▶ [Given data]:
BEGIN

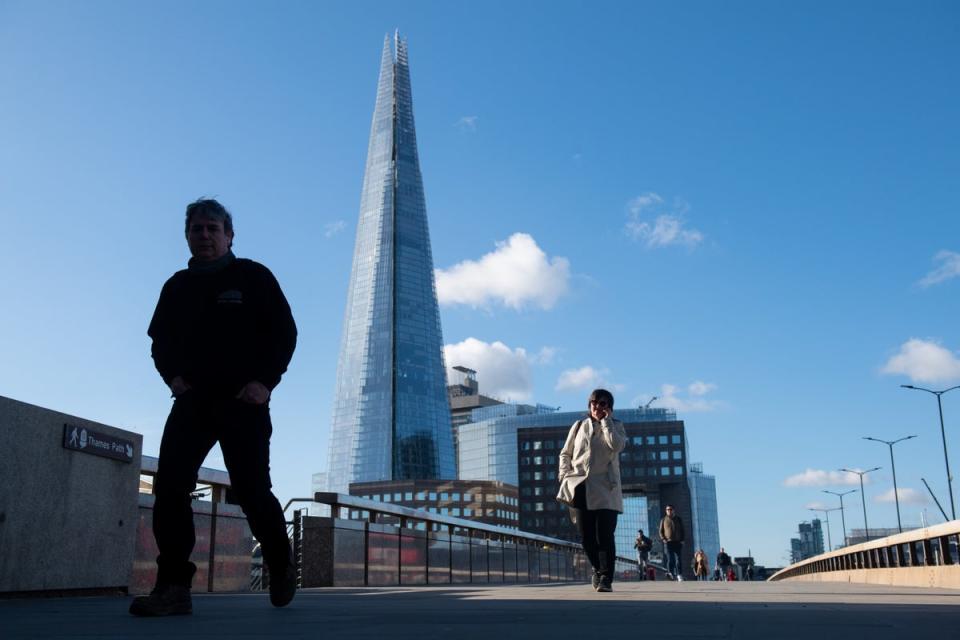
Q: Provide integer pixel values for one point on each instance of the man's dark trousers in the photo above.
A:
(196, 422)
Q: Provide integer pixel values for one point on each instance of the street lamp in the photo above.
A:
(896, 496)
(863, 497)
(943, 434)
(843, 520)
(827, 512)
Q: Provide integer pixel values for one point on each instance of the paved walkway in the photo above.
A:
(634, 610)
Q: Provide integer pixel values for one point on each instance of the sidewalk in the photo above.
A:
(634, 610)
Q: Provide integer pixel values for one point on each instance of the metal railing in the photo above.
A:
(382, 543)
(934, 546)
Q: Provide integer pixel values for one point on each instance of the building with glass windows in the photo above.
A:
(487, 444)
(810, 542)
(705, 527)
(391, 417)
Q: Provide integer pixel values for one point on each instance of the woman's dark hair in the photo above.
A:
(600, 394)
(210, 208)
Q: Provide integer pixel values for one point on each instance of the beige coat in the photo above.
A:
(591, 454)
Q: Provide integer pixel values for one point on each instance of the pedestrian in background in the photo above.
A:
(700, 565)
(590, 483)
(671, 535)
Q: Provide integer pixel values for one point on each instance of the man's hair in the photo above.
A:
(601, 394)
(210, 208)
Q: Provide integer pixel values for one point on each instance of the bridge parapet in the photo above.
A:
(925, 557)
(374, 543)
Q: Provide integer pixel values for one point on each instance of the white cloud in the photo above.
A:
(502, 372)
(949, 268)
(582, 378)
(821, 478)
(658, 225)
(907, 496)
(695, 400)
(333, 228)
(924, 361)
(516, 274)
(467, 123)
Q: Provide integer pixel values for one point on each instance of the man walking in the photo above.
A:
(723, 563)
(671, 534)
(223, 336)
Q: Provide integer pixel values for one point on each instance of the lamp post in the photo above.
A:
(843, 520)
(943, 435)
(896, 496)
(827, 513)
(863, 497)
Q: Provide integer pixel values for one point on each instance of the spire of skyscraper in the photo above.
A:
(391, 417)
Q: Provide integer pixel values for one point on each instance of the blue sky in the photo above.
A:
(748, 209)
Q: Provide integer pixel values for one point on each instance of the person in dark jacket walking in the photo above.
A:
(223, 336)
(671, 534)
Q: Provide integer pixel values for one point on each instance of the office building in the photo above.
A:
(391, 416)
(705, 528)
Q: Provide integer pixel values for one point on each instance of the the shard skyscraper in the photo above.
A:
(391, 416)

END

▶ [Problem]:
Which lines of the material above hold the string "building"? Pull them out.

▶ [The answer]:
Q: Provide integer pixel values for one point on each instance of the building with glass windows in the photo above.
Q: Provide integer pixel values for one point on each instance of the office building in the photo above.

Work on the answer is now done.